▶ _WORK TO COMPLETE_
Reproduce, without any changes, the data from its first line through the line containing "Query: blue blazer", including both of those lines.

▶ _Region labeling data_
════════
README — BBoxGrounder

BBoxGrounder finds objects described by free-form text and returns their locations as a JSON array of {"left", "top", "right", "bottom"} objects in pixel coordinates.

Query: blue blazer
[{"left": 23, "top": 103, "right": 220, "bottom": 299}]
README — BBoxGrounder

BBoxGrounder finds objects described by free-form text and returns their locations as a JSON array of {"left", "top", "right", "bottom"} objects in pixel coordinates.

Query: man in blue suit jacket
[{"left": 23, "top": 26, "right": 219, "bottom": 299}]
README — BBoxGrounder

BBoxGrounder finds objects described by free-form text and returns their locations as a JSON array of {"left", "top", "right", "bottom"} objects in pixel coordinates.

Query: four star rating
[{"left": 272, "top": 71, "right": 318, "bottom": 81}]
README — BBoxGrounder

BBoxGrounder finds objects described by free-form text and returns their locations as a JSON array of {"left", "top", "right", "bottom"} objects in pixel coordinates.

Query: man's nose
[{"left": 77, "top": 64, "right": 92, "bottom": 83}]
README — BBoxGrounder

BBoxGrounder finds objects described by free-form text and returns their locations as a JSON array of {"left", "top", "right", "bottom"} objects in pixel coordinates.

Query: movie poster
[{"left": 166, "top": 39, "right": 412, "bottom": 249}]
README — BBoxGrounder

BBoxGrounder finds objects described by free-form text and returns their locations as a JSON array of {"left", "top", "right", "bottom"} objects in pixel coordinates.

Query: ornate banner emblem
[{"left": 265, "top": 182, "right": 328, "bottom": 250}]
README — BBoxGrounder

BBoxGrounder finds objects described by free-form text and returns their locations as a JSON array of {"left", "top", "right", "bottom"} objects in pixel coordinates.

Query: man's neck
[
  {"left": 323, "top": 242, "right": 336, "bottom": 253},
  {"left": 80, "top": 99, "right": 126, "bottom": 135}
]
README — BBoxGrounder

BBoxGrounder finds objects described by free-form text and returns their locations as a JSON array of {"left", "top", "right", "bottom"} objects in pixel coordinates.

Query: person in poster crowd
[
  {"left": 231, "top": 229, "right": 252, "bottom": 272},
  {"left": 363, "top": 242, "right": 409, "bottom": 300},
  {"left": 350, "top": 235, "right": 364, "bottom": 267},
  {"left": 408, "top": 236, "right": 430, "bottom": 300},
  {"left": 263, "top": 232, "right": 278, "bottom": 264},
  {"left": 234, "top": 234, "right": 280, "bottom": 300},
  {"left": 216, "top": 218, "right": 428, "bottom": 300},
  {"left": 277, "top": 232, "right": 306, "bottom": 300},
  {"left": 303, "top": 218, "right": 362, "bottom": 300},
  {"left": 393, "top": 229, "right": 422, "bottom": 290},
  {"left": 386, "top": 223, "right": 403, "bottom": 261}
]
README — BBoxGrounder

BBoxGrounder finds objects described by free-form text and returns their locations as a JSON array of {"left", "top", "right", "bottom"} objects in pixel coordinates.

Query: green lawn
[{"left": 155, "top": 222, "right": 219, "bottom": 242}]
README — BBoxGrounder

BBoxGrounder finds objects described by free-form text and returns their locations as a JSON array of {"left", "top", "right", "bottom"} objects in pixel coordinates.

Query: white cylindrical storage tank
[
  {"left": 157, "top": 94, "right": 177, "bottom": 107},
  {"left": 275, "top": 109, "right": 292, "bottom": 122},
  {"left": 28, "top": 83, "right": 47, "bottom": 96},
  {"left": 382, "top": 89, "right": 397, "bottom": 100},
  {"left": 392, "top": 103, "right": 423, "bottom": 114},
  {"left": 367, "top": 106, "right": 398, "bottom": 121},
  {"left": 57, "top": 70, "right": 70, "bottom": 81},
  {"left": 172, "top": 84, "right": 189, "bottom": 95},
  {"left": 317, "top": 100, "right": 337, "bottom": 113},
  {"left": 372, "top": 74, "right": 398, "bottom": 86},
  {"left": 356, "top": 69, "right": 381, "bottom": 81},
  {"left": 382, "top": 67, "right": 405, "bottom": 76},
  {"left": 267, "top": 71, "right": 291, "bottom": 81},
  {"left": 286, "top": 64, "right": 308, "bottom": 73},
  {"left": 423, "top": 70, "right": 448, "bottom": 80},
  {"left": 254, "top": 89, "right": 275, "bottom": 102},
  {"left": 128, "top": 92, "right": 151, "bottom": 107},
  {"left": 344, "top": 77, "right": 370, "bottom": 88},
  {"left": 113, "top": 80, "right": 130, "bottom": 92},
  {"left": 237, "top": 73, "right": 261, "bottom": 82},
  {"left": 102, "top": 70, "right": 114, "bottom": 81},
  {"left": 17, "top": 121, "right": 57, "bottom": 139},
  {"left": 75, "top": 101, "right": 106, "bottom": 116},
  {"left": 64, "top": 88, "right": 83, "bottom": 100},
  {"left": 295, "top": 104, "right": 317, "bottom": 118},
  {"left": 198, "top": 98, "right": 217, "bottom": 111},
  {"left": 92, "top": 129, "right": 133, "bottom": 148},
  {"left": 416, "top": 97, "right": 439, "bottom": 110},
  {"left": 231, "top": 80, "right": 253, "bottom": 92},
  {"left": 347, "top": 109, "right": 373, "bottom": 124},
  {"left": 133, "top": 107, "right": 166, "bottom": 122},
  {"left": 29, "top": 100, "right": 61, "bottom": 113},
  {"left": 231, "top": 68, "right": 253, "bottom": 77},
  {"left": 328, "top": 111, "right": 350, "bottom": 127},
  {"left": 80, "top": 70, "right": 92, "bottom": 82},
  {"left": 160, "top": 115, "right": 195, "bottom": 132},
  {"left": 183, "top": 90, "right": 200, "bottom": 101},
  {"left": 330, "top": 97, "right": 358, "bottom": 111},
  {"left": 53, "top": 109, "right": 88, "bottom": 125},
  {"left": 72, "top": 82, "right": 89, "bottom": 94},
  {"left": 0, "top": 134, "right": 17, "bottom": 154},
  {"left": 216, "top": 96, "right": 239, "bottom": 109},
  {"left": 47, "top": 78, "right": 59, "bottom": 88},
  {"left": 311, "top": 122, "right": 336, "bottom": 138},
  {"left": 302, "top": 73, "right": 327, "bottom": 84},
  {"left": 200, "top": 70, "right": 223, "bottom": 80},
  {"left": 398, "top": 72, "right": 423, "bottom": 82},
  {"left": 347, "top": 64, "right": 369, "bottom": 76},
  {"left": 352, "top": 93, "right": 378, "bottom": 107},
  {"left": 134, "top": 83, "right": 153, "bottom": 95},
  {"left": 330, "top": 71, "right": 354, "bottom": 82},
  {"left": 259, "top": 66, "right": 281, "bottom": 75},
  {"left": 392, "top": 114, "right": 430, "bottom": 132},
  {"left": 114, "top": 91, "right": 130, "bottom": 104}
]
════════
▶ _REPLY TO THE EXERCISE_
README — BBoxGrounder

BBoxGrounder finds objects described by free-form text and returns their locations as a JSON array of {"left", "top", "right", "bottom"} objects in pixel coordinates.

Query: blue blazer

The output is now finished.